■ **Given task**: Reproduce each line of the items below verbatim, omitting the pictures from your answer.

[Spatial annotation items]
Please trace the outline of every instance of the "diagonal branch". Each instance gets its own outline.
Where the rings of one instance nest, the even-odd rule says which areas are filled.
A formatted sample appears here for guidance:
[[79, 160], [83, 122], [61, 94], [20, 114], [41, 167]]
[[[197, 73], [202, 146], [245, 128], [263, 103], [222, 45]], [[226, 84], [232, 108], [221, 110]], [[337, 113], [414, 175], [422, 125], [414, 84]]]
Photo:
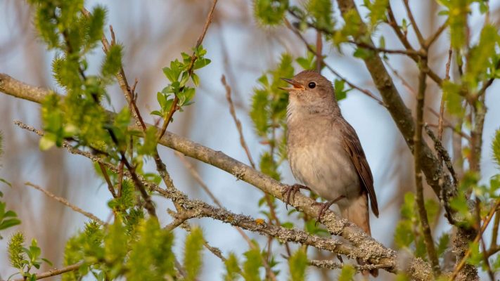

■ **Solution**:
Please trace the outline of every instance of the "diagonal branch". Each instance gets its own outline.
Where the rings of one instance nest, the even-odd rule says which areas are filled.
A formatted sample appears here for guidance:
[[79, 160], [83, 122], [61, 94], [20, 114], [41, 167]]
[[[197, 73], [202, 146], [245, 128], [263, 103], [222, 45]], [[226, 84], [232, 108], [221, 110]], [[337, 113], [414, 175], [422, 125], [414, 84]]]
Photo:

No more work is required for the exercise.